Expected all tensors to be on the same device, but found at least two devices, cuda:0 and cpu!

Loading model from torchvision

model = models.segmentation.deeplabv3_resnet50(pretrained=True, progress=False, num_classes=21, aux_loss=None)
model.classifier[4] = nn.Conv2d(256, 1, (1, 1), (1, 1))
model.aux_classifier[4] = nn.Conv2d(256, 1, (1, 1), (1, 1))

Freeze initial layer for finetuning

idx = 0
for name, param in model.named_parameters():
# print(idx, name)
if idx < 129:
param.requires_grad_ = False
else:
break
idx += 1

Defining device to cuda if GPU is avaliable else to cpu

device = torch.device(‘cuda’ if torch.cuda.is_available() else ‘cpu’)

Defining loss criterion

criterion = FocalTverskyLoss(alpha=0.9)

Defining optimizer to update model params, Adam’s a good default

optimizer = optim.Adam(model.parameters())

## Data shown
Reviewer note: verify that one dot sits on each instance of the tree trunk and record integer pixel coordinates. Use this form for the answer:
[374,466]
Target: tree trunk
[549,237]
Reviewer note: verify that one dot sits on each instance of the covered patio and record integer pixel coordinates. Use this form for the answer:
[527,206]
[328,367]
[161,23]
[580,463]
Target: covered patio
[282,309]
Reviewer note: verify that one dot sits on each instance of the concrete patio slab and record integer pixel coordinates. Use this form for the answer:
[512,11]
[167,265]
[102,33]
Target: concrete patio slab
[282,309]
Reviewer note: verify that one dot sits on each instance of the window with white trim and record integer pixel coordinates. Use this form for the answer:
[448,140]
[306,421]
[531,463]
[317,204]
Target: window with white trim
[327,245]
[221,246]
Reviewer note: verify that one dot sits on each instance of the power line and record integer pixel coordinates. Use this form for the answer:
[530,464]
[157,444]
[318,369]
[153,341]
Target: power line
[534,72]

## Exercises to complete
1/ Output the part of the PyTorch device error post that opens with the words containing "Loading model from" and closes with "model.classifier[4] = nn.Conv2d(256, 1, (1, 1), (1, 1))".
2/ In the PyTorch device error post, what alpha value is passed to FocalTverskyLoss?
3/ Continue the PyTorch device error post from its last line, the one that defines the optimizer.

## The answers
1/
Loading model from torchvision

model = models.segmentation.deeplabv3_resnet50(pretrained=True, progress=False, num_classes=21, aux_loss=None)
model.classifier[4] = nn.Conv2d(256, 1, (1, 1), (1, 1))

2/ 0.9

3/
Learning rate scheduler to update lr when loss stops improving

scheduler = optim.lr_scheduler.ReduceLROnPlateau(optimizer, patience=2)

Path at which to store model and required configs

model_save_path = ‘Models/’

If model file exits load previous training configs (model and other stuff) to continue training else start from 1

if os.path.exists(model_save_path + ‘deeplabv3_resnet50_train.pt’):
checkpoint = torch.load(model_save_path + ‘deeplabv3_resnet50_train.pt’)
start = checkpoint[‘epoch’] + 1
min_val_loss = checkpoint[‘val_loss’]
model.load_state_dict(checkpoint[‘model_state_dict’])
optimizer.load_state_dict(checkpoint[‘optimizer_state_dict’])
scheduler.load_state_dict(checkpoint[‘scheduler_state_dict’])
else:
start = 1
min_val_loss = 100

if torch.cuda.device_count() > 1:
print("Let’s use ",torch.cuda.device_count(),“GPUS!”)
model = nn.DataParallel(model, device_ids=[0,1]).cuda()

Move model to device

model.to(device)

Total epochs to train for

epochs = 100

Training loop

for epoch in range(start, epochs + 1):
train_loss = 0.
val_loss = 0.

# Switch model to training mode
model.train()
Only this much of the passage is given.